┌────────
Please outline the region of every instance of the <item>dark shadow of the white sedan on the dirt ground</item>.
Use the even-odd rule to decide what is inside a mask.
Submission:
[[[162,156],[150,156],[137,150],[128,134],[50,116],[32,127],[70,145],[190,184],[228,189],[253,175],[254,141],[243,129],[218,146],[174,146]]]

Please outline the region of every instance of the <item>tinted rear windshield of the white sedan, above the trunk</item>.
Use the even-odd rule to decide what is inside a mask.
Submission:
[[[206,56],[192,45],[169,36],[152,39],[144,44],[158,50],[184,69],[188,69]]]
└────────
┌────────
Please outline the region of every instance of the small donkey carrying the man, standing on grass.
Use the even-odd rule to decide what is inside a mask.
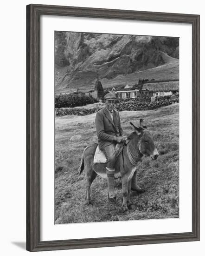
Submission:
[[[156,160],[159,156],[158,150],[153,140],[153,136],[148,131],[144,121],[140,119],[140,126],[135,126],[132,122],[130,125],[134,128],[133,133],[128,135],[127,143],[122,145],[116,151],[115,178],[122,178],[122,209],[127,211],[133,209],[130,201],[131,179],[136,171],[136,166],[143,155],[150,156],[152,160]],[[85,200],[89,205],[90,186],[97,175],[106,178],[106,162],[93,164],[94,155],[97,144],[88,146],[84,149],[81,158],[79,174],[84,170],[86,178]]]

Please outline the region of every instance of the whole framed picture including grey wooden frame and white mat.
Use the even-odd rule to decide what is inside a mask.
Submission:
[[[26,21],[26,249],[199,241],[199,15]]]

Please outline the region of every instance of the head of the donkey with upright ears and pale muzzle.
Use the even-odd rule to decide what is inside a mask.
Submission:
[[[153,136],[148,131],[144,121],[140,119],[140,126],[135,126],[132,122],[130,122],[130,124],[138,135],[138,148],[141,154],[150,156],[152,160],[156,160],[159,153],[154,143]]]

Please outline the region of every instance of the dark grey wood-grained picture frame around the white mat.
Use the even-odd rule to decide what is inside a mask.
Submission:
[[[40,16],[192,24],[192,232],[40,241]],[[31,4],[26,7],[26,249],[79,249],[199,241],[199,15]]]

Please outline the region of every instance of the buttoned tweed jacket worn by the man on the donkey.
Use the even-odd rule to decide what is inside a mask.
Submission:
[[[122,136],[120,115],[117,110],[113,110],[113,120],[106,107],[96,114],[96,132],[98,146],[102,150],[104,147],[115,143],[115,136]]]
└────────
**Work item**
Filter the records above for lines with "dark".

**Answer box**
Please outline the region of every instance of the <item>dark shadow of the white sedan on the dirt ground</item>.
Please outline the region of every instance of the dark grey wood-grained picture frame around the white mat.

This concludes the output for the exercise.